[Records for this exercise]:
______
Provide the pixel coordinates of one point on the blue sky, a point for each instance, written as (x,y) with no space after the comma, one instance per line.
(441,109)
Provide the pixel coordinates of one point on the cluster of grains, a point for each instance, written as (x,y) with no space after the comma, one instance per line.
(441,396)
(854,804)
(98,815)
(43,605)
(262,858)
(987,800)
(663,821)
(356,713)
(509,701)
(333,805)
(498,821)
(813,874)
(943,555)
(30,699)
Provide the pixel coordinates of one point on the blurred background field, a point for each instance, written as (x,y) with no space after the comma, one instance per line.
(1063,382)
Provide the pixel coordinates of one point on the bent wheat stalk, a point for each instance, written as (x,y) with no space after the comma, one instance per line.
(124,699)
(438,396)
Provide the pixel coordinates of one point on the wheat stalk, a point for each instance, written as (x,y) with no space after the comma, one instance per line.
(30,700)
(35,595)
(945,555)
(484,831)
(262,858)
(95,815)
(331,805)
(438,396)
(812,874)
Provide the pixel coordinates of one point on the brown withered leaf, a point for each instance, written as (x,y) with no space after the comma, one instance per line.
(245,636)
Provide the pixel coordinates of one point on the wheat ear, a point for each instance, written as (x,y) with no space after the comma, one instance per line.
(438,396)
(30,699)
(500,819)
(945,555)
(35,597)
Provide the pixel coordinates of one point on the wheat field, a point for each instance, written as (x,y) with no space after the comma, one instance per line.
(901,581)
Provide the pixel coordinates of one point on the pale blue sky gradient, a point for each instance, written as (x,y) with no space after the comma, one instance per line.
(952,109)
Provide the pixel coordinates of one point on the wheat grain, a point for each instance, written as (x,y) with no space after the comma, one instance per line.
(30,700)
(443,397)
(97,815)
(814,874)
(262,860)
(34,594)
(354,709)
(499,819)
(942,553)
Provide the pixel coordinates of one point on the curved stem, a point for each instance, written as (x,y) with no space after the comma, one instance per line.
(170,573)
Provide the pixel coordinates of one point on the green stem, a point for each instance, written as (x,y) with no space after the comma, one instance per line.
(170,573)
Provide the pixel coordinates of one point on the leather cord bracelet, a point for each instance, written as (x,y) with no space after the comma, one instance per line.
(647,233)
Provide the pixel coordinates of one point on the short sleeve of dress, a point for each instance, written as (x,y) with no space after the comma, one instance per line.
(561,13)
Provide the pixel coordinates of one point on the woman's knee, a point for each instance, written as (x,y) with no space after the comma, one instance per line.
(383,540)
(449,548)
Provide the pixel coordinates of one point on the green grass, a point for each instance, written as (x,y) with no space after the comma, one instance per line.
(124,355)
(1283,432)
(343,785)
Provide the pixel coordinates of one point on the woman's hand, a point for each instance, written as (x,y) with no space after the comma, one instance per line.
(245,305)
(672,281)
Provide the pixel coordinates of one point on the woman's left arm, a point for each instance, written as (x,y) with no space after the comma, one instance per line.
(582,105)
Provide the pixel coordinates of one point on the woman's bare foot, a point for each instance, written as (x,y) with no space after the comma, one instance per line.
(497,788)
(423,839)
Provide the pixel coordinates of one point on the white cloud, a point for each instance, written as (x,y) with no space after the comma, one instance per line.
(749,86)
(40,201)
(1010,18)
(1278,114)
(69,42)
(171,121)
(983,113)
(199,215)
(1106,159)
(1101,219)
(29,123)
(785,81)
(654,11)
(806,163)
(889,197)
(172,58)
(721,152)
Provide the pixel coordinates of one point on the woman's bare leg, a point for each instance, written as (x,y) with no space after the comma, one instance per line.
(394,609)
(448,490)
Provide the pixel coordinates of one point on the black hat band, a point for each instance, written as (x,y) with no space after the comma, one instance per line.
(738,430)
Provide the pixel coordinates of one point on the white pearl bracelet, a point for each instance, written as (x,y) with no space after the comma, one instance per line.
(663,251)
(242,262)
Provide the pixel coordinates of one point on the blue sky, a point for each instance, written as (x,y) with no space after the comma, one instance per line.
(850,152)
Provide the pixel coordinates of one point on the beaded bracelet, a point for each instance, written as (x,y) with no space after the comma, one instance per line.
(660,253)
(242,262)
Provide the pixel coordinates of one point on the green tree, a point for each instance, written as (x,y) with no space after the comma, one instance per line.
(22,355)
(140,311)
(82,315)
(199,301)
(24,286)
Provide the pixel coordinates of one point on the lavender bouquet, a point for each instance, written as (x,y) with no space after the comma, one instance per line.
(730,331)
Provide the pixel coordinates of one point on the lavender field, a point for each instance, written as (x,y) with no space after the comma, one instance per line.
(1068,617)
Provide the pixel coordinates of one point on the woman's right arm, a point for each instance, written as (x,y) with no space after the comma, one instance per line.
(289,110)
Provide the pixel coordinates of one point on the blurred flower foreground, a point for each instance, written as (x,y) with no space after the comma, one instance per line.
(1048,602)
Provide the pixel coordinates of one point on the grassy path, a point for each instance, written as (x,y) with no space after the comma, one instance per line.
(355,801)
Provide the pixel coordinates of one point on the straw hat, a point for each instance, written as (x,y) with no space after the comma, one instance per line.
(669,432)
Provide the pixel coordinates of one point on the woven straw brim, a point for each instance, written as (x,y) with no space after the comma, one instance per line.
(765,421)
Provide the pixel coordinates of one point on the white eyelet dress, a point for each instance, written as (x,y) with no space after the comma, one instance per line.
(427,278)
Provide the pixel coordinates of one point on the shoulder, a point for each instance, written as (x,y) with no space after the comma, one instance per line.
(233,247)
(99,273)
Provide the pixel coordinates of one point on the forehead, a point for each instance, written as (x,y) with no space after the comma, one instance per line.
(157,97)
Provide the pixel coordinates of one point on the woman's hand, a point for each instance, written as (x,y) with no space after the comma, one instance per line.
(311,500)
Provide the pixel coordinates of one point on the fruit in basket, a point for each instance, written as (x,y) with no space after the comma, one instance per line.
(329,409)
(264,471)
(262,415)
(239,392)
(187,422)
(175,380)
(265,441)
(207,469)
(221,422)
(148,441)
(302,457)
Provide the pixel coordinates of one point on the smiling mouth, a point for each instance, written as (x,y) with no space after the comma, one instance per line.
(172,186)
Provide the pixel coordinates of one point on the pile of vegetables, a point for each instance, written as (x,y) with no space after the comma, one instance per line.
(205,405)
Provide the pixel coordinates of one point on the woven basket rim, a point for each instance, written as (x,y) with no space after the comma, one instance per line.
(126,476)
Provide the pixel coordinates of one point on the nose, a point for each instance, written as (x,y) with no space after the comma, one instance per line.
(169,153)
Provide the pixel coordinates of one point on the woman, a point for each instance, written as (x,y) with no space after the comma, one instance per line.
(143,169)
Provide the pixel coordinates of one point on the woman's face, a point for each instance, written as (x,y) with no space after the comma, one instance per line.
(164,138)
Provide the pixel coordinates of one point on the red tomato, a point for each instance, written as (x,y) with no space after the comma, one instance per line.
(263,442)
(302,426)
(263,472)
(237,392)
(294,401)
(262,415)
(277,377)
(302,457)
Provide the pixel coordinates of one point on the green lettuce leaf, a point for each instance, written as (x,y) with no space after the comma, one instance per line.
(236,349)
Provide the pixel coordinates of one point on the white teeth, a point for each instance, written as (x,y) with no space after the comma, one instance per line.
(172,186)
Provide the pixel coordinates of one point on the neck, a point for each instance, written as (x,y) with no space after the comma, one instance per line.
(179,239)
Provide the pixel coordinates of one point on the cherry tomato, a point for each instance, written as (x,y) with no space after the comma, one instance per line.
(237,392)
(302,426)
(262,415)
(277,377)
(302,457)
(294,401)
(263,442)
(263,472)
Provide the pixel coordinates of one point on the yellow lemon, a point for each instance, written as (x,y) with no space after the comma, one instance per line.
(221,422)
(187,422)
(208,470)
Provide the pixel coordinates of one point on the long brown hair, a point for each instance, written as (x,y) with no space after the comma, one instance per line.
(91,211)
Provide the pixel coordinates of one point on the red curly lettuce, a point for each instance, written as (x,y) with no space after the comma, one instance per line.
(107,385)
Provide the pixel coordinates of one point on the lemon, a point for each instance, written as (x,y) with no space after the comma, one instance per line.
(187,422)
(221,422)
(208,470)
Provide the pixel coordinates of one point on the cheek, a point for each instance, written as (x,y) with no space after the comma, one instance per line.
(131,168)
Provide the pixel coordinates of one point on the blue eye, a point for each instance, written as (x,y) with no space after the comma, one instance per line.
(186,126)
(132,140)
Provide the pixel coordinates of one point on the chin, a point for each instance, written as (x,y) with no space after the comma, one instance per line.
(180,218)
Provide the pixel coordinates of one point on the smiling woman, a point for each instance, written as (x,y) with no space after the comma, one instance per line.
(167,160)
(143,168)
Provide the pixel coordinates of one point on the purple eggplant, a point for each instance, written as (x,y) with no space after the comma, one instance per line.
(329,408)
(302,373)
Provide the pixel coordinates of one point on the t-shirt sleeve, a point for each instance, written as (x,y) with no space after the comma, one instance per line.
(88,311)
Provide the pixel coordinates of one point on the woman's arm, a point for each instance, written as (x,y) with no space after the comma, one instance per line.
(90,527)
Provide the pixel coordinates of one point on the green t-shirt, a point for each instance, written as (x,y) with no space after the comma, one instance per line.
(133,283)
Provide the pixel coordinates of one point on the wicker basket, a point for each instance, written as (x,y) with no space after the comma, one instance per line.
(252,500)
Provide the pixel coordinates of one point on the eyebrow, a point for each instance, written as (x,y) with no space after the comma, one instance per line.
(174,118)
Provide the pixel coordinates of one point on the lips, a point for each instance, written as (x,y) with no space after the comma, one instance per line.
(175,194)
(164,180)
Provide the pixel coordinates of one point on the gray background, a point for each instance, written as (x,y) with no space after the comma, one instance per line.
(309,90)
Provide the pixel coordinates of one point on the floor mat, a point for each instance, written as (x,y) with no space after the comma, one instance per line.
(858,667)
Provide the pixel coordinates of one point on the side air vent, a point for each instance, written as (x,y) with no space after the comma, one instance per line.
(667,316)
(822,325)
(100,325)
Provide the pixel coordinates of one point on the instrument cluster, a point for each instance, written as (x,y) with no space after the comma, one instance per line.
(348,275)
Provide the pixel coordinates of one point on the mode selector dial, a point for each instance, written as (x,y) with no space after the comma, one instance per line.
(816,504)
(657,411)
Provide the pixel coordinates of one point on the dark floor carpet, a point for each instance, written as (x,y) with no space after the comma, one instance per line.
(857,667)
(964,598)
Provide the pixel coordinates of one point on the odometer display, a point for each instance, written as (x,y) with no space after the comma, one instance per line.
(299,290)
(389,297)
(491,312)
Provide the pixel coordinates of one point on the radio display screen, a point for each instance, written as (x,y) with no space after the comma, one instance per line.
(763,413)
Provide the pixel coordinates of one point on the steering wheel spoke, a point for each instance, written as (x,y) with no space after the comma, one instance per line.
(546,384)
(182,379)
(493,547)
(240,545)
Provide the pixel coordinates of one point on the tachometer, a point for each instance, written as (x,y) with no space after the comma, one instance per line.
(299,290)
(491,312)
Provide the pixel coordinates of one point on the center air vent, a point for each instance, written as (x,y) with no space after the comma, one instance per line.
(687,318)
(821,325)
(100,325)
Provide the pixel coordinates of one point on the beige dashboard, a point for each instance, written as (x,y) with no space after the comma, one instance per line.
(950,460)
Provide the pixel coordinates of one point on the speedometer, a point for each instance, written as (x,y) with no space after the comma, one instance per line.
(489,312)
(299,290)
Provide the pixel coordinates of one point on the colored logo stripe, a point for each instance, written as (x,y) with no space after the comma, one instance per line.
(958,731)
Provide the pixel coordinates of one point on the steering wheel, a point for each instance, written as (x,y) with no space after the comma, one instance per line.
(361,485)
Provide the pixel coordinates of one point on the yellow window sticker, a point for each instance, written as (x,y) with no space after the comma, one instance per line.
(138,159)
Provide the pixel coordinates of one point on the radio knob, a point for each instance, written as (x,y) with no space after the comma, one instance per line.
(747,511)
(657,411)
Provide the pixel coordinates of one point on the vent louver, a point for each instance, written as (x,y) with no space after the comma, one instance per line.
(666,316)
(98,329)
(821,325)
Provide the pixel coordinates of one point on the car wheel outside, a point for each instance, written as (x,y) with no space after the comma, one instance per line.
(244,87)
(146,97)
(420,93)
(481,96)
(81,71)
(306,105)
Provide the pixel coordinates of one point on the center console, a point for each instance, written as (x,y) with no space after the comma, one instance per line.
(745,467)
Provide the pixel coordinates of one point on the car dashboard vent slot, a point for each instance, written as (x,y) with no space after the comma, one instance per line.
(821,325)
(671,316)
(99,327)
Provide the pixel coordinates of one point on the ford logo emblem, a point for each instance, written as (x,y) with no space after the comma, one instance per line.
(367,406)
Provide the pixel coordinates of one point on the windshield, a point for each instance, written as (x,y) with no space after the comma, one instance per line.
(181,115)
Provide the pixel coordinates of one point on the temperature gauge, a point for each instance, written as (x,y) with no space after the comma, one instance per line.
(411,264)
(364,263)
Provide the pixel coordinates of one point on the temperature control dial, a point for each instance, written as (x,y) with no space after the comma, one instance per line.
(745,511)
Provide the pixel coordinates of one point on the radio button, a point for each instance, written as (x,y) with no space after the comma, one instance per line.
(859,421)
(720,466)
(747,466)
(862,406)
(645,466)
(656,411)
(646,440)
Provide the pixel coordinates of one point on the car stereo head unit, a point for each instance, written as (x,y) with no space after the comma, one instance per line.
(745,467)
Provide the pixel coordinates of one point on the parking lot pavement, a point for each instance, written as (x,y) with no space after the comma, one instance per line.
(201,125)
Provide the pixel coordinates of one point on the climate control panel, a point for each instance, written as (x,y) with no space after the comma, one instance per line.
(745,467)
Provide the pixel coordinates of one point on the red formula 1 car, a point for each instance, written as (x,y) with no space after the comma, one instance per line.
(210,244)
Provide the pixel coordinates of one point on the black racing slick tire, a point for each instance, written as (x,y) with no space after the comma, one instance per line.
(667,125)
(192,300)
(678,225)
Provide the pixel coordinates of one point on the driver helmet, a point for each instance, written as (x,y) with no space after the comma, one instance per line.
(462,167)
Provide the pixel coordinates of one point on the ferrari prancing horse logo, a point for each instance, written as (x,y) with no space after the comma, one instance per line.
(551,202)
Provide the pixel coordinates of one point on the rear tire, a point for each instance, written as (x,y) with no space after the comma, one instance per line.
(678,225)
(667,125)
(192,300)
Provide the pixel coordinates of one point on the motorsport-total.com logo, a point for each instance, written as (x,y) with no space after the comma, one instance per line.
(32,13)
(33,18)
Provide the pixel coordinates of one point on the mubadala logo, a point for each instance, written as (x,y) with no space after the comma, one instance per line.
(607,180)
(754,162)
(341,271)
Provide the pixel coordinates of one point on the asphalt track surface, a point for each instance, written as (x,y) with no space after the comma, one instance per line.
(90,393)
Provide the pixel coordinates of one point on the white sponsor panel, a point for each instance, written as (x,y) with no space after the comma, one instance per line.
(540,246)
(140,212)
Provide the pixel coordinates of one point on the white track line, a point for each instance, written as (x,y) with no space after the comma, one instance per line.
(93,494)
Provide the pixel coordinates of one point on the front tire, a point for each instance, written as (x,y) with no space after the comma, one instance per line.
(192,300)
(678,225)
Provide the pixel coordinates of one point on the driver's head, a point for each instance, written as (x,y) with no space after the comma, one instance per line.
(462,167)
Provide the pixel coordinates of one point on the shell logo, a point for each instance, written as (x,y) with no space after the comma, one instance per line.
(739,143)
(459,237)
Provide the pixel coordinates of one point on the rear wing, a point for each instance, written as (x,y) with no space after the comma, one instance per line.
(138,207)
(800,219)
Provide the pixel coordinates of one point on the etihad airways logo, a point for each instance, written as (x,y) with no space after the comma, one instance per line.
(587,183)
______
[The task]: Extract, unchanged, the closing run of lines that opens with the line containing "Provide the pixel coordinates of one point on the mubadala" and ends with the last line.

[Output of the task]:
Provide the pixel coordinates of one point on the mubadala logo, a point for each instance, written as (x,y) with no space after the comma, one instance per line.
(607,180)
(754,162)
(341,271)
Provide the pixel coordinates of one point on the asphalt track surface, a point for each instance, written as (x,y) with no space after the comma, one instance per line.
(90,393)
Provide the pixel coordinates of one point on the white sponsor panel, a point for each instance, written as (x,y) with no space after the comma, one instance per line.
(540,246)
(140,212)
Provide the pixel coordinates of one point on the white track line, a point for each instance, written as (x,y) with no space after the comma, one instance per line.
(93,494)
Provide the pixel coordinates of one point on the front tire, a point for each instance, written as (x,y) with no space after the comma, one instance per line.
(192,300)
(678,225)
Provide the pixel coordinates of one point on the driver's head, a point for each instance, written as (x,y) with no space after the comma, one instance per line.
(462,167)
Provide the pixel coordinates of one point on the shell logo, a point for each instance, written as (x,y) with no space after the comma, one instance per line.
(739,143)
(459,237)
Provide the pixel coordinates of one point on the rear wing, a point for each instance, written as (x,y) with no space after the comma, one instance per line.
(138,207)
(800,219)
Provide the pixel coordinates of one point on the etihad airways logo, a point for each instance, written as (x,y) with no space after the comma, one instance per line.
(587,183)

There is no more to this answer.